[Entries from a pointing dataset]

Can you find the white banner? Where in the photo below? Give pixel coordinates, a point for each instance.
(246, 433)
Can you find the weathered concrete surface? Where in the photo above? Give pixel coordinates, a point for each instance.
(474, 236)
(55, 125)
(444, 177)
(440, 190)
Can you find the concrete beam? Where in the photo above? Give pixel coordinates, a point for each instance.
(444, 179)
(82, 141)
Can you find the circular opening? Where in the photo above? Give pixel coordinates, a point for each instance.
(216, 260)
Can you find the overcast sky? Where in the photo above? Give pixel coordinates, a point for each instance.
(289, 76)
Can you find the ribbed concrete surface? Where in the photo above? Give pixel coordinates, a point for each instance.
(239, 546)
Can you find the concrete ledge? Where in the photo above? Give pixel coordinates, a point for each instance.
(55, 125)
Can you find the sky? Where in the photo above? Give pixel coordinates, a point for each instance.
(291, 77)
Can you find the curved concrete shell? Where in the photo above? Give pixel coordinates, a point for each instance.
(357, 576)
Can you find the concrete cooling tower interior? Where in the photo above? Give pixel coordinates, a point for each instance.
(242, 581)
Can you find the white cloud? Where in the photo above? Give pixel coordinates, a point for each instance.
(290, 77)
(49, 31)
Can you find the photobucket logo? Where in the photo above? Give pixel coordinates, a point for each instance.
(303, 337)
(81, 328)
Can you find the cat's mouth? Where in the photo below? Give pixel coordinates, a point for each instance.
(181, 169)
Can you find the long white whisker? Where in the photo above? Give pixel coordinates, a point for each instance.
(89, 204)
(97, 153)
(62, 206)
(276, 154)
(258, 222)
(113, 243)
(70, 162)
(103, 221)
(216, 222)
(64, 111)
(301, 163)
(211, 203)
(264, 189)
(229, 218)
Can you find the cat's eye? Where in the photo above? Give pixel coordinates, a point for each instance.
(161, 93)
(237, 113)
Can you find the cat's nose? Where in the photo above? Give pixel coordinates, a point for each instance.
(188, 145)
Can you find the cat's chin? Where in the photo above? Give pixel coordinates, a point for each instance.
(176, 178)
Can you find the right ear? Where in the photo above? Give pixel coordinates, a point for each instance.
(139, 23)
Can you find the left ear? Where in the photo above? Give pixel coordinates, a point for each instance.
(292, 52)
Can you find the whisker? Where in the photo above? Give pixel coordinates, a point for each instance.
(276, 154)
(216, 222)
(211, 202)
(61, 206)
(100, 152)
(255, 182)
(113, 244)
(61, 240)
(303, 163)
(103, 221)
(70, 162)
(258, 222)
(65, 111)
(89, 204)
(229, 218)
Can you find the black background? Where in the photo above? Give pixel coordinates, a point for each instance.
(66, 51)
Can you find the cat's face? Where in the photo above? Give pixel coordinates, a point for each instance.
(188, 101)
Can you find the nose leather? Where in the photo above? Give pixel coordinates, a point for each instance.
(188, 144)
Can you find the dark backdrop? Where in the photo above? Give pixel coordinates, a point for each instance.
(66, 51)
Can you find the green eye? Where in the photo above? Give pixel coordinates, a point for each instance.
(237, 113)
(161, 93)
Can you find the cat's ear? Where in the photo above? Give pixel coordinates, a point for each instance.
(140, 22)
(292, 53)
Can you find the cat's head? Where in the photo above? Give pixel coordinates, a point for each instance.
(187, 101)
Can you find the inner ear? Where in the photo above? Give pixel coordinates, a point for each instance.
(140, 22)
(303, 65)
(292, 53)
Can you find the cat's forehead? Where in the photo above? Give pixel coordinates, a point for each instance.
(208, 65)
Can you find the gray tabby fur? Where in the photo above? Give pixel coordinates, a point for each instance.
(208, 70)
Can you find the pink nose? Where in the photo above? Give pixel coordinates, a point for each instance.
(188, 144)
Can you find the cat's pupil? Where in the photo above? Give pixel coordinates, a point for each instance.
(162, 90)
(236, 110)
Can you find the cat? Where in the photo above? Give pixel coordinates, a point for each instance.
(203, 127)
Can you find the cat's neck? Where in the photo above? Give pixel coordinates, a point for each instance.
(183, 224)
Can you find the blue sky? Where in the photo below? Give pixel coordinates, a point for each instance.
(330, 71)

## Work required
Arrange the lines of the listing as a Markdown table with the columns "No." and "Line." Start with the line containing "Can you find the gray" and continue through the end of the listing, skipping any blank lines.

## Result of the task
| No. | Line |
|---|---|
| 1 | Can you find the gray tabby fur? Where in the photo above? Give pixel coordinates, a point for each instance. |
| 2 | (208, 70) |
| 3 | Can you find the pink nose? Where in the photo above? Give pixel coordinates, a point for each instance. |
| 4 | (188, 144) |
| 5 | Can you find the cat's pupil? Where in the photo above? Give pixel coordinates, a point for each instance. |
| 6 | (162, 90) |
| 7 | (236, 110) |
| 8 | Can you find the cat? Where in the photo above? Give pixel coordinates, a point for each instance. |
| 9 | (203, 127) |
| 10 | Can you find the cat's neck? Where in the photo above? Give pixel coordinates, a point for each instance. |
| 11 | (183, 224) |
| 12 | Can you find the blue sky? Where in the photo below? Give pixel coordinates, a point for each instance. |
| 13 | (330, 71) |